## Required action
The copy must match the data below line for line and contain no images.

───── Data extracts ─────

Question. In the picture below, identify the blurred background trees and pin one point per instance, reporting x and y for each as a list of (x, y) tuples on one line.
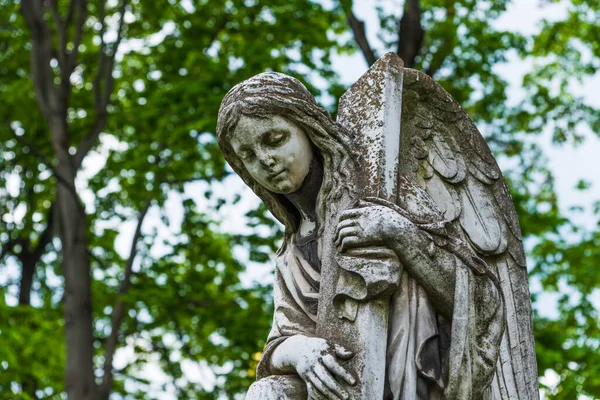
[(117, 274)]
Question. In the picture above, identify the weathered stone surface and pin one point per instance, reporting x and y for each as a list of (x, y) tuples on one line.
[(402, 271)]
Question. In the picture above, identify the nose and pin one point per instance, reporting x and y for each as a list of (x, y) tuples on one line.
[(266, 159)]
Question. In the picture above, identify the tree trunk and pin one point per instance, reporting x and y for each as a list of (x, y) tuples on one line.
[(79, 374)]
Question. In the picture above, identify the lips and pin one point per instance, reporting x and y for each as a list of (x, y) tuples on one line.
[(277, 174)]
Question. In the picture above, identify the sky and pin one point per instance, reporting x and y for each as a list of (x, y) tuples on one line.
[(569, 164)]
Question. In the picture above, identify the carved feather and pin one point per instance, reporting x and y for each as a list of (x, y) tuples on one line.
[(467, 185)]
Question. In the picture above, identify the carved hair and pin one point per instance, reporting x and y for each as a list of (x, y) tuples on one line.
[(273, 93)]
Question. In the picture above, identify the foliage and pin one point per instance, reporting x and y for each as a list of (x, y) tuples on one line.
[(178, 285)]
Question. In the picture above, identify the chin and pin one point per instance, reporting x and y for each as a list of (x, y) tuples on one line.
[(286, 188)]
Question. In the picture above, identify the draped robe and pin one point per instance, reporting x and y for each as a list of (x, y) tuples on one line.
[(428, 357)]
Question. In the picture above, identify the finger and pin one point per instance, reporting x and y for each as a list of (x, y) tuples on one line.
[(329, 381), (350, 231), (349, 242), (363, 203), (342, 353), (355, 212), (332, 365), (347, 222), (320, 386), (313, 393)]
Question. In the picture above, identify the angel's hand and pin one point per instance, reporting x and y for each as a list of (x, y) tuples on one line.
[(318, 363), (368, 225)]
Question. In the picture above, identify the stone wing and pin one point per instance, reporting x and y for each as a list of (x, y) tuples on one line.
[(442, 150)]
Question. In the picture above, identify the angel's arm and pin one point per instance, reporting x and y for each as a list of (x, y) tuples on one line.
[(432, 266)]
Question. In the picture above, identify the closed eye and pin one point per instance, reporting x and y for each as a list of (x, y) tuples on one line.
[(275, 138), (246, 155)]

─────

## Problem solution
Question. In the picture below, identify the blurred background trees and pin one point per instance, reporting x and y for each as a list of (x, y) tuples on one line.
[(117, 274)]
Question. In the picture above, identify the weathered stone surface and pin one point per instance, reporting x and y for each as a list of (x, y) tuples on one line.
[(402, 271)]
Question. In the picture above, identify the nose and pin one point per instance, reporting x and y for each as a list of (x, y) tuples on one line.
[(266, 159)]
Question. In the picture above, identify the tree trunk and pin one point per instance, reporting x and y for each as a list of (x, y) tuples on one line.
[(79, 374)]
Question. In the picture above, identify the lips and pin one point per instance, reporting x and y for each as a list of (x, y) tuples on one line.
[(277, 174)]
Question. In the picture above, identify the sky and pin one point per instance, reporting x and y for each as a list of (x, y) tuples on one line.
[(569, 164)]
Question. In the picture above, identify the carved feather and pin one point per instance, reporting x and y for each as a list of (x, y) tuples on one line.
[(467, 185)]
Question. In the picture above, identify the carved hair and pin one point per instance, reporting x and y for each as a list of (x, y) tuples on one line.
[(273, 93)]
Question. In the picture above, identify the foliage and pin one point per instance, reporting x and y for each as a list of (x, y) tuples on one line.
[(178, 285)]
Question. In the picture above, identify the chin and pin one point per instance, reporting x and y for each as a list of (x, y) tuples on one line.
[(286, 188)]
Question. In the picture above, identify the draped robe and pin one point per instance, reporting x and y for each as a list of (x, y) tuples on one line.
[(428, 357)]
Question. In the picture above, identify the finger and pin one point per instance, reporting x and y for each as a list of (x, y) tuples on one line.
[(329, 381), (350, 231), (349, 242), (363, 203), (342, 353), (355, 212), (332, 365), (347, 222), (320, 386), (313, 393)]
Question. In the picture above, identify the angel's hand and pin one point per instance, reporting x and y for each as a list of (x, y) tuples on one line.
[(318, 363), (368, 225)]
Question. In the picture above, identify the stone wing and pin one point per instance, reporting x and y for each as a list of (x, y) tuples on one line.
[(442, 150)]
Question. In the picture above, identify the angel's arm and pin one point per instance, reporting x and y for each as a list of (x, y) tuples on one line.
[(432, 266)]
Question. In the picture above, identify the closed eye and pin one point per instance, reporting x and y for each as a list of (x, y) tuples on one line.
[(275, 138), (246, 155)]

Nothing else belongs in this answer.